Required task ▸
In the lines below, report every line that contains the word "rusty", treating uppercase and lowercase as different.

Excerpts from a pointing dataset:
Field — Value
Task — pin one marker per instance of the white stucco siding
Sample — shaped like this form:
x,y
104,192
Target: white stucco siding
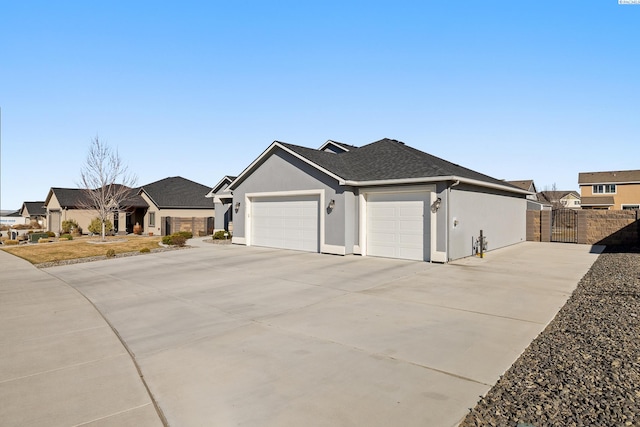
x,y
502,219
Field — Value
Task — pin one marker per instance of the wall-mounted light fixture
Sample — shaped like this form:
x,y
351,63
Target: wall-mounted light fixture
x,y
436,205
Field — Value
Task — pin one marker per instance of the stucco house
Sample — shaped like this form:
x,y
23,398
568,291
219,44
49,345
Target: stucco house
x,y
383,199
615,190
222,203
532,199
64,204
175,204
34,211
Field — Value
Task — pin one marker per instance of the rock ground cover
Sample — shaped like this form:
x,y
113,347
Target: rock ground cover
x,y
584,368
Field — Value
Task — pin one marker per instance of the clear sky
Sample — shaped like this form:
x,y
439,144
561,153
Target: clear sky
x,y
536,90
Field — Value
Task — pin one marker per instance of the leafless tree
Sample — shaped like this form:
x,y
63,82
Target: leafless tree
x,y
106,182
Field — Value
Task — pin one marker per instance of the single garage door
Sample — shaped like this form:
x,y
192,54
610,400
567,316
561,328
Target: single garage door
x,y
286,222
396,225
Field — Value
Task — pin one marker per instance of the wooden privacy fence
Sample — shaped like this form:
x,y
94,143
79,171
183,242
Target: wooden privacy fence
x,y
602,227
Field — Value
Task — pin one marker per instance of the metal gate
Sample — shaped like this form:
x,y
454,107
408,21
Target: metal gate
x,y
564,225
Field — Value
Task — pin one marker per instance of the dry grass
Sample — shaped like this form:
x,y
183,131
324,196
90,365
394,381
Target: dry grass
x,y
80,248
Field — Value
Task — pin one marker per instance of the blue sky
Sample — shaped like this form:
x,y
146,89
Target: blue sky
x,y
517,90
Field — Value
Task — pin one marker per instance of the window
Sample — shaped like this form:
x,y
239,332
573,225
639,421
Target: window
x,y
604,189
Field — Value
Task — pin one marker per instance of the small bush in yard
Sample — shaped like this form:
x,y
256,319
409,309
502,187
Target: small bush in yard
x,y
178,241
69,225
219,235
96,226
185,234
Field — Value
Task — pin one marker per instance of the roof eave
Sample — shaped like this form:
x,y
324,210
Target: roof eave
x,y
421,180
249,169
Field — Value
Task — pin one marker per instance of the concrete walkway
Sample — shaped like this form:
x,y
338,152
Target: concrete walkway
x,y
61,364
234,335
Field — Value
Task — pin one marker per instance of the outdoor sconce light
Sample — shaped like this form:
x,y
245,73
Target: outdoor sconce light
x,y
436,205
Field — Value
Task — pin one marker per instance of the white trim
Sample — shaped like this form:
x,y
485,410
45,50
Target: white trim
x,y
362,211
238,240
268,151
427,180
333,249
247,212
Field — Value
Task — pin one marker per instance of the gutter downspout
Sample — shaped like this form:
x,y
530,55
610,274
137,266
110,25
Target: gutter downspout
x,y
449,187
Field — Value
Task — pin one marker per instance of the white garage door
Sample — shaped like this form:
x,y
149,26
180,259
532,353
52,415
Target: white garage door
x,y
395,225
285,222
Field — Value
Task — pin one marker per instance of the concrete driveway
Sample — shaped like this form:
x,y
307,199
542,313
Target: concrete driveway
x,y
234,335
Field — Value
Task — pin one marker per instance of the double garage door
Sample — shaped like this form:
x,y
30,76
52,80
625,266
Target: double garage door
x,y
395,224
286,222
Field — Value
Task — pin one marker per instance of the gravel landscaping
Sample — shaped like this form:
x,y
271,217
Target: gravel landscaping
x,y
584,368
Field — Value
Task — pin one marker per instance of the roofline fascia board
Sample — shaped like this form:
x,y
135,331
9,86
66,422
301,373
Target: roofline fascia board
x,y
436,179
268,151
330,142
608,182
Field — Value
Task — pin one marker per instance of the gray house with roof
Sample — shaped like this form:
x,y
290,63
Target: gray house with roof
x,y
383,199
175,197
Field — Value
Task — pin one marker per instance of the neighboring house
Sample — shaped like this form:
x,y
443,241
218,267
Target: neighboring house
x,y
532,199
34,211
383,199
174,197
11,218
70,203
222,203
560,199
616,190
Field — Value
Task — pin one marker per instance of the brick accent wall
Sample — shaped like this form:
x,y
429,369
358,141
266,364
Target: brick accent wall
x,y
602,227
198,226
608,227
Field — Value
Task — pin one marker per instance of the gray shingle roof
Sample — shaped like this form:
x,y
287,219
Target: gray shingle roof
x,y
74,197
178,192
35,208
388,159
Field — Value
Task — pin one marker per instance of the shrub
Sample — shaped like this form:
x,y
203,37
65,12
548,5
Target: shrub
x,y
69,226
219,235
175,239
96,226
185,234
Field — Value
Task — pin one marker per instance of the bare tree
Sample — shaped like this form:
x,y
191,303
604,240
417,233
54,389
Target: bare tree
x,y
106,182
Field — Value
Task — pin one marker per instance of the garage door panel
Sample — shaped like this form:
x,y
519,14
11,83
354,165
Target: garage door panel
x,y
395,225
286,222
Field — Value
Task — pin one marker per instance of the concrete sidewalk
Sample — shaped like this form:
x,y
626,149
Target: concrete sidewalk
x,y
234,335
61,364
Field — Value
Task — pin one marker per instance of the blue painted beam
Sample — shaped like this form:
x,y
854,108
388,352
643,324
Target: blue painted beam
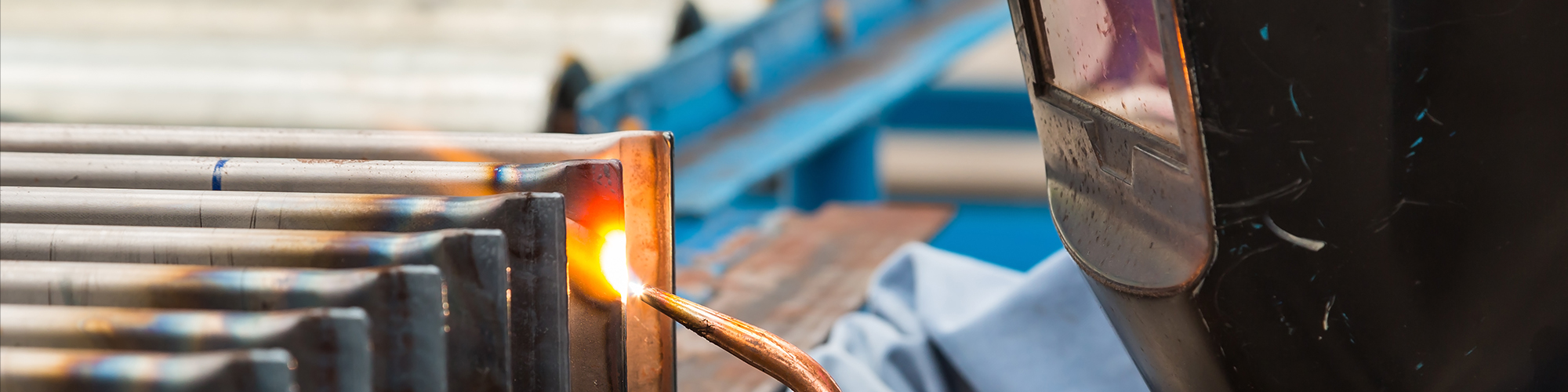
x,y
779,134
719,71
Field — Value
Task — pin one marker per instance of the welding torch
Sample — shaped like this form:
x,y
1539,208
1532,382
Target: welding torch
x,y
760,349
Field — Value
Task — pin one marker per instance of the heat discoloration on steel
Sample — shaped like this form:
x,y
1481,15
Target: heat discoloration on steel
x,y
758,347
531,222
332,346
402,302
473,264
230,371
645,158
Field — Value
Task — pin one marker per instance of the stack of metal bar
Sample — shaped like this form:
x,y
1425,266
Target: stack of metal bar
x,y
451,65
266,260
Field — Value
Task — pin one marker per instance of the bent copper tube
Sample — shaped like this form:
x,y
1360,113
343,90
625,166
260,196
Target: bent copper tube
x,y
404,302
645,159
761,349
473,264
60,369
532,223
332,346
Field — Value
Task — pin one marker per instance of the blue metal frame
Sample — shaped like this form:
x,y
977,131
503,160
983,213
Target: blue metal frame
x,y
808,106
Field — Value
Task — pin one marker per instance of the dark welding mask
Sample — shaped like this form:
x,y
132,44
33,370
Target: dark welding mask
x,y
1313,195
---
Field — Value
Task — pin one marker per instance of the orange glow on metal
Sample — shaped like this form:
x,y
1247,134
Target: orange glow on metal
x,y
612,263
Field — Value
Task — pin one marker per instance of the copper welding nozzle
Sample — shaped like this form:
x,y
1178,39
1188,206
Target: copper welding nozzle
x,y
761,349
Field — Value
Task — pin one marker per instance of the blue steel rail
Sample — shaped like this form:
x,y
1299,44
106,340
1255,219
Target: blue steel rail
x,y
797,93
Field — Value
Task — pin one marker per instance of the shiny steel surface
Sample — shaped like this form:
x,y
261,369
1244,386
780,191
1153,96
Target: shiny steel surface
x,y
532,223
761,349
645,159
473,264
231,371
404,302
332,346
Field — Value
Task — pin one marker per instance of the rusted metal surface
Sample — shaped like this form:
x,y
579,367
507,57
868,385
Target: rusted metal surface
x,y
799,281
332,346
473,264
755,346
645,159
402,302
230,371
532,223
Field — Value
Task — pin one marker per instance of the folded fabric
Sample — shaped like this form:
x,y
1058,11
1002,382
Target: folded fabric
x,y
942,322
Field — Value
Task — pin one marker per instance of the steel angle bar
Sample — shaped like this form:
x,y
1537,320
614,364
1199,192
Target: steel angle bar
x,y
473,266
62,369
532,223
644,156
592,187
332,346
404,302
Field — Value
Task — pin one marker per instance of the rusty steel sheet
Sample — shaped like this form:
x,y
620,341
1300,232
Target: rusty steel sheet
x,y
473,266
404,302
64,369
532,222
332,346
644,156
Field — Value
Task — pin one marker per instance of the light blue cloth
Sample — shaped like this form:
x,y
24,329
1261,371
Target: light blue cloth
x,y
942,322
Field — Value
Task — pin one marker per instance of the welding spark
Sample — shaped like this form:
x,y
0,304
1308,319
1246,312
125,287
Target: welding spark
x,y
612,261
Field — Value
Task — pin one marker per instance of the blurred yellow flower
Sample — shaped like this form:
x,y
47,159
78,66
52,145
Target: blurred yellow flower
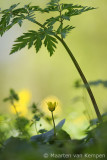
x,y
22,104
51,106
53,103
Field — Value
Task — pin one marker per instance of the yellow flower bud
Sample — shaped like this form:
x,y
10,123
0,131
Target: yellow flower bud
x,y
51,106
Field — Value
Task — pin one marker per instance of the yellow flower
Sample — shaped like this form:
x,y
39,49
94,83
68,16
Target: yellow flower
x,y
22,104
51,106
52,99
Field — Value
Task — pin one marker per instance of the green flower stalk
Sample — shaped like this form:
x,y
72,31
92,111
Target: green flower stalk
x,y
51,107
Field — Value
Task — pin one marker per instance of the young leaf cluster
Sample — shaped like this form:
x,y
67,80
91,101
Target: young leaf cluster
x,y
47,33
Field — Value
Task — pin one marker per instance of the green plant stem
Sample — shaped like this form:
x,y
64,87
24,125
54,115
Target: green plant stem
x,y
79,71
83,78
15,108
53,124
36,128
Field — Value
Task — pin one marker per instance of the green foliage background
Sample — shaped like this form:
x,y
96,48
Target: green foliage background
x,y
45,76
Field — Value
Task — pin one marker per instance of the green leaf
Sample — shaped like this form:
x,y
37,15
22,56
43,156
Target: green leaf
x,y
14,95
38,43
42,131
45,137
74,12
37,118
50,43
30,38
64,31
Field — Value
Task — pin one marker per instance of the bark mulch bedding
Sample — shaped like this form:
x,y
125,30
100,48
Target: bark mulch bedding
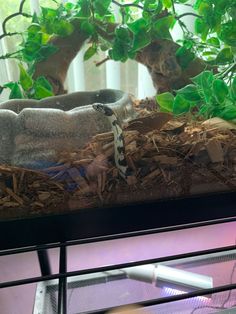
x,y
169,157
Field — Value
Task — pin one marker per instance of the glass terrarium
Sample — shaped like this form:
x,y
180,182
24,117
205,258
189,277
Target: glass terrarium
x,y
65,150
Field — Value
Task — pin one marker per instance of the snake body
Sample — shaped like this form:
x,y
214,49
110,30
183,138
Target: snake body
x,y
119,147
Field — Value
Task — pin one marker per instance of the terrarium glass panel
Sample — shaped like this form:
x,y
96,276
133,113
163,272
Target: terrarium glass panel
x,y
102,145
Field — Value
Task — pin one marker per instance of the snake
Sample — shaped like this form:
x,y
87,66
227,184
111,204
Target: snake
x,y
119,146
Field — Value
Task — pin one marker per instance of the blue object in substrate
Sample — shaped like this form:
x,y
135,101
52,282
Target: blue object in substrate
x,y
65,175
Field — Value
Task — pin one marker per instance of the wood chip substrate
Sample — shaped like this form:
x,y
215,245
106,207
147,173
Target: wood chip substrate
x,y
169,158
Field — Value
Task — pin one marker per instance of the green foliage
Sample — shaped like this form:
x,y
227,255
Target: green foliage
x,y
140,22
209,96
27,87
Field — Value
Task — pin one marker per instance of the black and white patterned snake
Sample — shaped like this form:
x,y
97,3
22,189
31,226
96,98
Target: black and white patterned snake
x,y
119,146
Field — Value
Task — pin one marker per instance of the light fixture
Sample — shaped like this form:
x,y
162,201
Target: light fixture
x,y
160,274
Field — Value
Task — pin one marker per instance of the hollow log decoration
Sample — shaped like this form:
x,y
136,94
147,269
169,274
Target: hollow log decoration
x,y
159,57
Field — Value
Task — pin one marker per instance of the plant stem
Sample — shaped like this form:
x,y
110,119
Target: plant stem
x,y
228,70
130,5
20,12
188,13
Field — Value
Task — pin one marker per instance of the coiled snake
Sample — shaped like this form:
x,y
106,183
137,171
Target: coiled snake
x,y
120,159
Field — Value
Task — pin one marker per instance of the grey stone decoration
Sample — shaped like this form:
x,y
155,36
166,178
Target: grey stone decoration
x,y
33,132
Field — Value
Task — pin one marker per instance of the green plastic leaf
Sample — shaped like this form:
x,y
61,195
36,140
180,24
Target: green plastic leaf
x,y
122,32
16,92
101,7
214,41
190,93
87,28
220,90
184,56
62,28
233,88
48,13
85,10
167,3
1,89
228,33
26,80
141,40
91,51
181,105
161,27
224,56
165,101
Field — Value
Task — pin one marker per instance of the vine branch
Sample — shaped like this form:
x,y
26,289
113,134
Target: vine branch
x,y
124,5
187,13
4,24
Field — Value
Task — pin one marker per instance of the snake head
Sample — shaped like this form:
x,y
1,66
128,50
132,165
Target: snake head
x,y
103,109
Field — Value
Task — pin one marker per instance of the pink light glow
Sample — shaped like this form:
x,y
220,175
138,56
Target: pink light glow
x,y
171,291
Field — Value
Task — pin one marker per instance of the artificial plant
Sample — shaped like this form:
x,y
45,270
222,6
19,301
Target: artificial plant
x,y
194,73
--
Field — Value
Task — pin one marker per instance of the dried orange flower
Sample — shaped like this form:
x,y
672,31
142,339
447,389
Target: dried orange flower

Response ▸
Task — pin one marker per instance of the rusty steel sheet
Target: rusty steel sheet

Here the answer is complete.